* **Given problem**
Switch every "Query" to "Label" in the entries, from the start down to the line containing "<point>372,237</point>", and give those lines again with nothing else changed. Leave the pictures out of your answer.

* **Records for processing**
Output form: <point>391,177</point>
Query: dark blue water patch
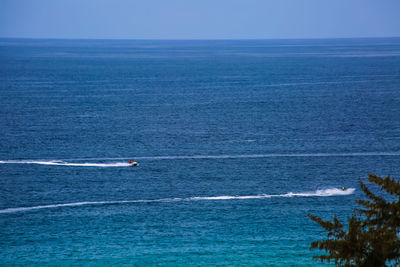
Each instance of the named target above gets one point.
<point>216,126</point>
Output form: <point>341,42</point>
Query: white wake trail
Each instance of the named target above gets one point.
<point>62,163</point>
<point>318,193</point>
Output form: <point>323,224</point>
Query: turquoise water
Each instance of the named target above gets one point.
<point>236,142</point>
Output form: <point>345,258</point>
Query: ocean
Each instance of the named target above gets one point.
<point>236,140</point>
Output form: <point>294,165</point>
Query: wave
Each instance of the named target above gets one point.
<point>62,163</point>
<point>176,157</point>
<point>318,193</point>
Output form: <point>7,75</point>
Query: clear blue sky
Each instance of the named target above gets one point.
<point>199,19</point>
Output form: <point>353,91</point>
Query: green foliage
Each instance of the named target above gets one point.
<point>372,237</point>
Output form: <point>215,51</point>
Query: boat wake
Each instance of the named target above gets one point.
<point>318,193</point>
<point>63,163</point>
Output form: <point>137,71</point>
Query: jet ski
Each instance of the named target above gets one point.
<point>133,163</point>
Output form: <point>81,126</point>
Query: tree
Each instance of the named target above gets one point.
<point>372,236</point>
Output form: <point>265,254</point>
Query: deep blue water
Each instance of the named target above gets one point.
<point>236,140</point>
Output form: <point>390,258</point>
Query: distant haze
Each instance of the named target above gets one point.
<point>205,19</point>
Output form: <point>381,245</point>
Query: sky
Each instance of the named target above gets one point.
<point>199,19</point>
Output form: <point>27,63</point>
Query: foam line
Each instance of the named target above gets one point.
<point>237,156</point>
<point>318,193</point>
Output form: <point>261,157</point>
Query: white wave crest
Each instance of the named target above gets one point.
<point>318,193</point>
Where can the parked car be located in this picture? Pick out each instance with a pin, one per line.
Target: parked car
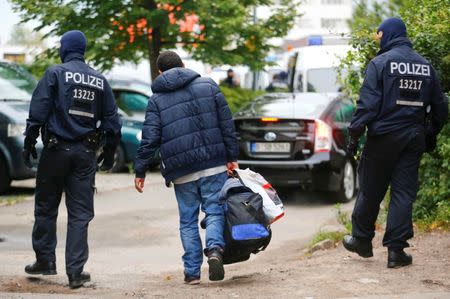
(299, 140)
(16, 87)
(129, 143)
(132, 99)
(131, 95)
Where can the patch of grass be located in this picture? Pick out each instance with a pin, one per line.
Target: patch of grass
(335, 237)
(344, 219)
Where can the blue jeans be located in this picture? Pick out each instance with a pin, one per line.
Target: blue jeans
(190, 196)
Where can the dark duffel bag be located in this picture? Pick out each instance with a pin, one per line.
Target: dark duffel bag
(246, 228)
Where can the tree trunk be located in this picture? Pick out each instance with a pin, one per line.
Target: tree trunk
(154, 44)
(153, 51)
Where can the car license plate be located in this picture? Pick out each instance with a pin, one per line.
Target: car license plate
(270, 147)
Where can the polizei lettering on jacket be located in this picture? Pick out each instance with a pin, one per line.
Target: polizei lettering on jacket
(408, 68)
(84, 79)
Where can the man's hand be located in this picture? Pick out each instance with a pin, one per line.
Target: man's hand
(139, 184)
(106, 159)
(29, 150)
(352, 147)
(231, 166)
(430, 143)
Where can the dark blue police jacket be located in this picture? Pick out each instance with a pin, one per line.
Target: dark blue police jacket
(71, 101)
(398, 87)
(190, 122)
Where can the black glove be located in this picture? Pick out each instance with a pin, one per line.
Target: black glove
(352, 147)
(430, 142)
(29, 149)
(106, 159)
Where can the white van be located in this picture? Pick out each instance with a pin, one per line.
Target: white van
(314, 68)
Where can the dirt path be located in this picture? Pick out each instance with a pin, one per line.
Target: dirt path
(287, 273)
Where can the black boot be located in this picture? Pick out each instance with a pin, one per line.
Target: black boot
(77, 280)
(361, 246)
(216, 271)
(39, 267)
(398, 258)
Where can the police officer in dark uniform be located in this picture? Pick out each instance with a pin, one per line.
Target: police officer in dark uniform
(74, 109)
(400, 91)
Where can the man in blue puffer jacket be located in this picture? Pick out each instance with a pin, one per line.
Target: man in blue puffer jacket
(190, 123)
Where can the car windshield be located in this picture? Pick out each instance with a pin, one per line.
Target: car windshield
(15, 82)
(323, 80)
(132, 85)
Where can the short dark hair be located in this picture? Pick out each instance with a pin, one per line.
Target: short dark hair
(168, 60)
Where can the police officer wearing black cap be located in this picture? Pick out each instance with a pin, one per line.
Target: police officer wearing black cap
(74, 109)
(400, 91)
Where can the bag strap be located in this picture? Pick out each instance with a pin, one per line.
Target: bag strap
(269, 238)
(252, 211)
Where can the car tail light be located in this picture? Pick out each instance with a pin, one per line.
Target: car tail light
(322, 141)
(269, 119)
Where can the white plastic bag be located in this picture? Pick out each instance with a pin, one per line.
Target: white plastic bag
(272, 205)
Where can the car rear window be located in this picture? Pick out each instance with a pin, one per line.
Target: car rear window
(15, 82)
(302, 106)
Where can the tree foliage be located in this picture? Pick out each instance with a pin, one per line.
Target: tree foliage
(216, 32)
(428, 28)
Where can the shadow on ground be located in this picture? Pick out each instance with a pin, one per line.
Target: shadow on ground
(298, 197)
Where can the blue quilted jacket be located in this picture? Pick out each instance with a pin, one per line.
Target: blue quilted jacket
(190, 122)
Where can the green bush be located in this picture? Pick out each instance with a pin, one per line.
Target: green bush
(427, 26)
(239, 97)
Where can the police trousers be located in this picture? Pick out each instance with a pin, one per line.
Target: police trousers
(68, 168)
(389, 160)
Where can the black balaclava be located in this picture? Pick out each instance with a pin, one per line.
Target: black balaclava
(73, 41)
(392, 28)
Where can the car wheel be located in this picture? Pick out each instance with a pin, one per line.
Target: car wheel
(119, 160)
(348, 183)
(5, 180)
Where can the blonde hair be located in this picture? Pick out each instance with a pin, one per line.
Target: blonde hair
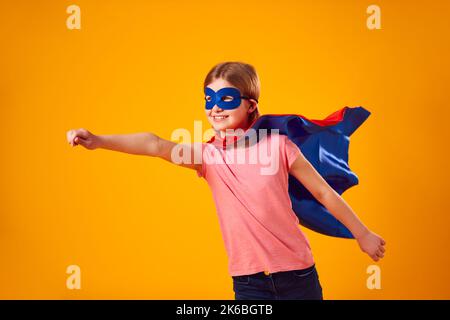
(241, 75)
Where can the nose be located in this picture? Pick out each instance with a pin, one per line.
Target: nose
(216, 108)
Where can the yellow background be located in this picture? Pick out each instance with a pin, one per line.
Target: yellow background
(139, 227)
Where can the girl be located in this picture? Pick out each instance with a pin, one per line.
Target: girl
(269, 256)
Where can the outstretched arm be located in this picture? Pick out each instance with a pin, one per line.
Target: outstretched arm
(144, 143)
(369, 242)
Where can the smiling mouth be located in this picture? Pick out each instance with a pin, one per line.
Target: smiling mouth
(219, 118)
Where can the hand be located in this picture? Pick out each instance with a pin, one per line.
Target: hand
(82, 137)
(372, 244)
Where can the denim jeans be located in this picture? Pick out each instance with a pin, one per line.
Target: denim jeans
(302, 284)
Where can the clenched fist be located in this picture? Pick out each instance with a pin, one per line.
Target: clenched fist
(82, 137)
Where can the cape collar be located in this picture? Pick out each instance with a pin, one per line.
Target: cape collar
(230, 139)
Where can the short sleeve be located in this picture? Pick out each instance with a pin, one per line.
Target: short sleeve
(201, 172)
(292, 151)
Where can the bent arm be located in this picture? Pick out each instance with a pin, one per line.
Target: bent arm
(369, 242)
(305, 173)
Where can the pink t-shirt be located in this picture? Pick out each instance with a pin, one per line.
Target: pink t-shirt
(259, 227)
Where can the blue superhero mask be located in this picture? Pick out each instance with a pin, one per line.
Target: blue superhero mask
(226, 98)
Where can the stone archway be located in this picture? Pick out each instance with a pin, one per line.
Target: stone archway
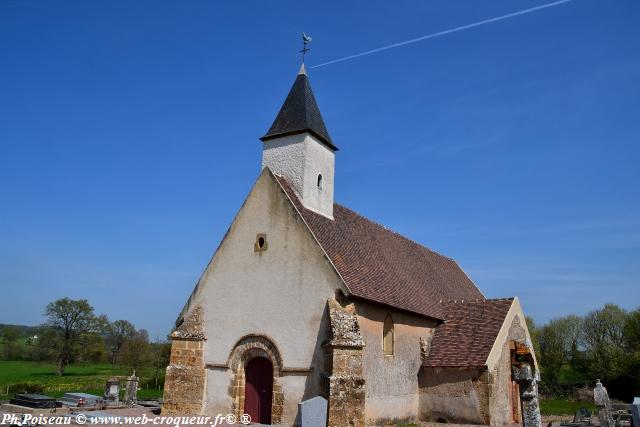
(247, 348)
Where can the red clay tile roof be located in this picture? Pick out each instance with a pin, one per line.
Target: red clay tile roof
(380, 265)
(466, 338)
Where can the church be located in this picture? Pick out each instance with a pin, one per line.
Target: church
(305, 297)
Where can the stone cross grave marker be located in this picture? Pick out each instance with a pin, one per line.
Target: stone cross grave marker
(635, 411)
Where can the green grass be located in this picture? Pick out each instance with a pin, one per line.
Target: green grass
(563, 406)
(86, 378)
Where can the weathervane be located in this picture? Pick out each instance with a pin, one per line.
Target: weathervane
(305, 41)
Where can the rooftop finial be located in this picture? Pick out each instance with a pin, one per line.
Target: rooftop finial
(305, 41)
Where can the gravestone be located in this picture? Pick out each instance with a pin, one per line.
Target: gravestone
(313, 412)
(32, 400)
(635, 412)
(131, 391)
(601, 399)
(112, 391)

* **Exercise response**
Output form: <point>391,177</point>
Label: dark blue water patch
Each instance of the named target above gets one point.
<point>216,126</point>
Output form: <point>341,42</point>
Label: white wake trail
Each instance of the named target above gets one point.
<point>62,163</point>
<point>318,193</point>
Output form: <point>323,224</point>
Label: turquoise water
Each instance of the named target above gets one point.
<point>236,142</point>
Output form: <point>345,258</point>
Label: ocean
Each instance of the named target above gets one point.
<point>236,140</point>
Output form: <point>294,165</point>
Label: wave
Each instance of the named target above gets one point.
<point>62,163</point>
<point>176,157</point>
<point>318,193</point>
Output form: <point>7,75</point>
Label: clear blue sky
Each instance of the named target above gets one point.
<point>199,19</point>
Output form: <point>353,91</point>
Label: green foliage
Each instance of the named target above gets one point.
<point>372,237</point>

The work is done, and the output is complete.